Exercise aim:
Return the material below line for line without changing anything, and leave the pictures out.

Materials provided:
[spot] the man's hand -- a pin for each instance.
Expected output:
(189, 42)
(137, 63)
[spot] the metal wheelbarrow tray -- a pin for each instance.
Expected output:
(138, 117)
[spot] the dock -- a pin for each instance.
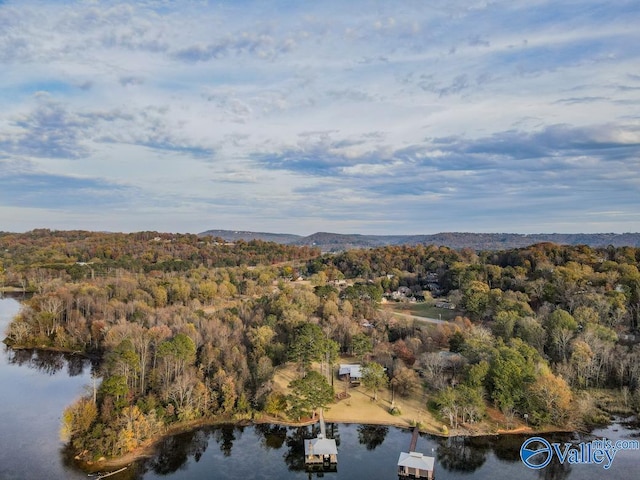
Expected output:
(415, 465)
(321, 453)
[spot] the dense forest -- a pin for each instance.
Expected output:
(192, 329)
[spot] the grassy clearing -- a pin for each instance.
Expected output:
(423, 309)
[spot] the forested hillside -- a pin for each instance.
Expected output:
(190, 328)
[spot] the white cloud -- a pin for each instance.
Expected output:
(281, 115)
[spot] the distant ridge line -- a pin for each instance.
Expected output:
(331, 242)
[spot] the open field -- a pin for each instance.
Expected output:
(423, 309)
(361, 408)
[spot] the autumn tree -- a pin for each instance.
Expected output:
(309, 393)
(374, 378)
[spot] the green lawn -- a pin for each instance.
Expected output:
(424, 309)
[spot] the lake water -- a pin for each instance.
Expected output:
(35, 388)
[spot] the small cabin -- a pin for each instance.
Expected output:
(415, 465)
(321, 452)
(352, 371)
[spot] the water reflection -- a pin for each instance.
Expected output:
(555, 471)
(372, 436)
(47, 362)
(273, 436)
(462, 454)
(174, 452)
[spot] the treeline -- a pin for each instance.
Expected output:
(548, 323)
(83, 254)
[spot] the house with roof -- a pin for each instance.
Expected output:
(415, 465)
(321, 453)
(353, 371)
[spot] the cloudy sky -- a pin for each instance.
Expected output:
(416, 116)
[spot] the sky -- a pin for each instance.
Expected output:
(372, 117)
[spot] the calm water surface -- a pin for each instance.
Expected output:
(35, 388)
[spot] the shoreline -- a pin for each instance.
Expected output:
(148, 449)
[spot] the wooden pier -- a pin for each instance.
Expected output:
(321, 453)
(415, 465)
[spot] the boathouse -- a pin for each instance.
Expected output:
(414, 464)
(321, 453)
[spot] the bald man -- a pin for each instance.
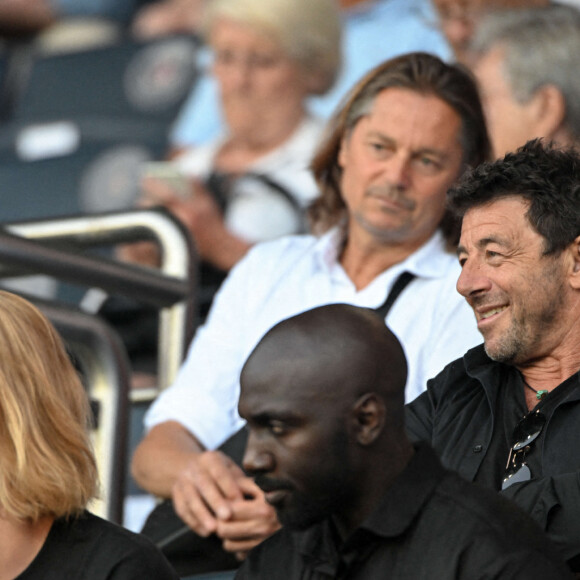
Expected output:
(323, 395)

Final result:
[spot] the man's hand -- a pin for each instance.
Expected output:
(189, 42)
(137, 63)
[spot] the metal wheelbarrow tray -- a pin for each instance.
Expected output:
(138, 117)
[spot] the dock -- a pin for each instance.
Expected output:
(415, 465)
(321, 453)
[spot] the dense forest -- a pin for each instance.
Expected output:
(192, 329)
[spot] the grassy clearing -- a pin for each instance.
Expected output:
(423, 309)
[spot] the forested hillside -- a pin for each instance.
Expected output:
(190, 328)
[spot] the white cloud -- a pin for each instance.
Expected output:
(281, 115)
[spot] the distant ridge line -- a pin for each instance.
Expected output:
(331, 242)
[spot] the open field -- a pin for each instance.
Expected output:
(423, 309)
(361, 408)
[spot] the autumn tree -- a pin for each instance.
Expected output:
(309, 393)
(374, 378)
[spot] the green lawn -- a pin for each instance.
Expected output:
(424, 309)
[spot] the lake water -- a pin for each instance.
Expected output:
(35, 388)
[spot] the small cabin -- a pin for each instance.
Expected output:
(415, 465)
(321, 452)
(352, 371)
[spot] the water reflection -- a pin for each instance.
Expected output:
(555, 471)
(372, 436)
(47, 362)
(273, 436)
(462, 454)
(174, 452)
[spot] the treeline -- a pin for each instance.
Expected output:
(548, 323)
(83, 254)
[spot] the house with roof -- a pin for each instance.
Expected output:
(415, 465)
(321, 453)
(353, 371)
[spot] the cloudy sky -- a pin for each instance.
Expected output:
(416, 116)
[spot] the sky -- a pin for each instance.
Expected output:
(372, 117)
[spot] the calm water surface -- a pin for each instance.
Expected output:
(35, 388)
[spot] the shoreline -- a pin for each instance.
Expected output:
(148, 449)
[spot] the wooden pier -- a pin for each instance.
Expected output:
(321, 453)
(415, 465)
[spot] the boathouse -- a pin for each instance.
Expected output:
(414, 464)
(321, 453)
[spot] the bald man -- a pin for each instance.
Expected output:
(323, 395)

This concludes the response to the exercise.